▶ _Action item_
Using the records below, give again exactly the lines from the line that contains "Category: ocean horizon" through the line that contains "Category: asphalt taxiway", both ends included, and only those.

*** Supplied records ***

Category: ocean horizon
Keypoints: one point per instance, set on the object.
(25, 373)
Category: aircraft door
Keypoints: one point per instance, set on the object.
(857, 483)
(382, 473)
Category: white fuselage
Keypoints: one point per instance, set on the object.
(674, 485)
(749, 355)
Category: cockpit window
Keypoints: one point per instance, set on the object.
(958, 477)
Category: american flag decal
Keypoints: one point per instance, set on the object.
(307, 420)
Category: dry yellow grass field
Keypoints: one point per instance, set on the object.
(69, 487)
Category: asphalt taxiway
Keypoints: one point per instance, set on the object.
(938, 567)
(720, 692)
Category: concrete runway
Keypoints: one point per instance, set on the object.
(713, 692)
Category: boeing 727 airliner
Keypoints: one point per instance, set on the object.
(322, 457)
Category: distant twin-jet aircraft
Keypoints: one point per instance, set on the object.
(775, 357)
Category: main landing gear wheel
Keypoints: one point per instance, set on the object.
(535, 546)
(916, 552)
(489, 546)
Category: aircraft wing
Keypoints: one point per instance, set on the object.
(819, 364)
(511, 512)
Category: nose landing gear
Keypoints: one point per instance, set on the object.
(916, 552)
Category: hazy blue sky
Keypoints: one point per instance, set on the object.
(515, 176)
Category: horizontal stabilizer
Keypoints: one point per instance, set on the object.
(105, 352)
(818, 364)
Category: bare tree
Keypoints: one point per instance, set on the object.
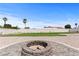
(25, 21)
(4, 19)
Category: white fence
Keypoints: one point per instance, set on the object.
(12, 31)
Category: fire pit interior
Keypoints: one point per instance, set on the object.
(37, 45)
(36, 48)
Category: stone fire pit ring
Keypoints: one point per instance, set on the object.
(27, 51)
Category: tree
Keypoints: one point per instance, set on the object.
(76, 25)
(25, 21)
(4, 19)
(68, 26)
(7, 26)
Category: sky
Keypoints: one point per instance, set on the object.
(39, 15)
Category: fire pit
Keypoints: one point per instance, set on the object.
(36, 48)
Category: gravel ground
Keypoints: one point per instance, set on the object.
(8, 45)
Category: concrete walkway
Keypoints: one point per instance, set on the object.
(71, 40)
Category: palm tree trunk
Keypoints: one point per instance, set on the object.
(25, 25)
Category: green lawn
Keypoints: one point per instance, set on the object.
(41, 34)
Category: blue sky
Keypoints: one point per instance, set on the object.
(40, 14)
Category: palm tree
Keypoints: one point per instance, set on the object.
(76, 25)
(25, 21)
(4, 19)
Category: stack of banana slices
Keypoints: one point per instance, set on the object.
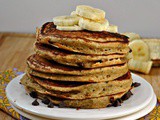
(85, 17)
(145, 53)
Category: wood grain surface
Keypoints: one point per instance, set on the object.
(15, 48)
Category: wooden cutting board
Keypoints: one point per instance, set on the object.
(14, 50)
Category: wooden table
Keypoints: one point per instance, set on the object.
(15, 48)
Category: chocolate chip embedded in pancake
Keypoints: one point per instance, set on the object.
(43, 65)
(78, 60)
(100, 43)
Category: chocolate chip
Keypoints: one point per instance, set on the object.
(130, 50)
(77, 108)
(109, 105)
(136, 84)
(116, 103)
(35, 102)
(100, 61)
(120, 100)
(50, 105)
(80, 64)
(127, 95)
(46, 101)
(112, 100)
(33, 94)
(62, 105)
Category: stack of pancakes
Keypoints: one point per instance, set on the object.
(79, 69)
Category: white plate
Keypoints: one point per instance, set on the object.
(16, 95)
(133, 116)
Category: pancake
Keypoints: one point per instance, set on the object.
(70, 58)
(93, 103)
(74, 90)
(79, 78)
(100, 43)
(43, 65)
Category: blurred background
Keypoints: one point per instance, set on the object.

*** End of Supplied records ***
*** Supplied records ***

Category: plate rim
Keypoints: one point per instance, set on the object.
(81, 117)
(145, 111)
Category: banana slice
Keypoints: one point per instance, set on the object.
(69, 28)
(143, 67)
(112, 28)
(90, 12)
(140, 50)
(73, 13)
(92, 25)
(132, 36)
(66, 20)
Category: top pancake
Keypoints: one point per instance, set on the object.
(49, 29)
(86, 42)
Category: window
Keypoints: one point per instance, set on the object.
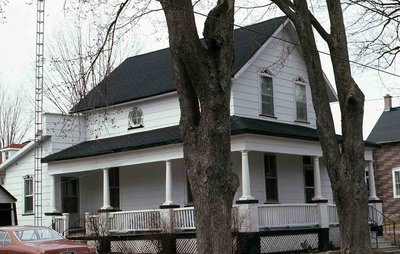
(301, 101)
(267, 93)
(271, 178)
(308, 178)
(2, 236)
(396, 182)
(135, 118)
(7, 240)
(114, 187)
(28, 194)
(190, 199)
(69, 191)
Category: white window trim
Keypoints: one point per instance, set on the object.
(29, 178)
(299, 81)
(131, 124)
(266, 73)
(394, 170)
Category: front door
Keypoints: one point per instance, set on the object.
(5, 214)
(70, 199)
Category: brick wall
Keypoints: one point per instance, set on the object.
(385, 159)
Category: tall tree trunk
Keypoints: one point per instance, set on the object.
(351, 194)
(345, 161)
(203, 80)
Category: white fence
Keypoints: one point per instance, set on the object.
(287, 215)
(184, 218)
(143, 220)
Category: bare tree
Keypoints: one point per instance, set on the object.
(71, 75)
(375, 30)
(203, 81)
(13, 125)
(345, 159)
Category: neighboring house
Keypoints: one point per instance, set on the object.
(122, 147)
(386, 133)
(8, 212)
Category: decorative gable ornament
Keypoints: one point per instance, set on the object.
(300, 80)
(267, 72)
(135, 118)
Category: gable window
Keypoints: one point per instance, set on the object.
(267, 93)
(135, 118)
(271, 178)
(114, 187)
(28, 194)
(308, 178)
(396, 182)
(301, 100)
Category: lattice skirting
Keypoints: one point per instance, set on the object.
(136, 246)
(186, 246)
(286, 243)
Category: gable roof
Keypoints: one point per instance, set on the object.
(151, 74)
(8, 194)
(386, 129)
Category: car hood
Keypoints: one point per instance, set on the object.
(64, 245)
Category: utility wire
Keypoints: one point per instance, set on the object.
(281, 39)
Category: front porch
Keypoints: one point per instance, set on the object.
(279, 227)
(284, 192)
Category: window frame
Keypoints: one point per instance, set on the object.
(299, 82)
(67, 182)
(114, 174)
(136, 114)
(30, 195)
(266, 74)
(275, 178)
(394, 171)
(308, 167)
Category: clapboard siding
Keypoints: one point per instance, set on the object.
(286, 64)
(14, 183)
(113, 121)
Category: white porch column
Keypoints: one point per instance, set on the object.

*** End of Supplied records ***

▶ _Response below_
Category: ocean horizon
Keypoints: one point per instance, set on the object.
(25, 373)
Category: aircraft door
Keypoints: one point per instance, set on the object.
(857, 483)
(382, 473)
Category: white fuselage
Keypoints: one point per instance, set on the object.
(674, 485)
(749, 355)
Category: cockpit window
Keypoints: one point per instance, set on the object.
(958, 477)
Category: american flag decal
Keypoints: one point per instance, set on the object.
(307, 420)
Category: dry yellow grass field
Keypoints: one point per instance, set on the object.
(69, 487)
Category: asphalt taxiway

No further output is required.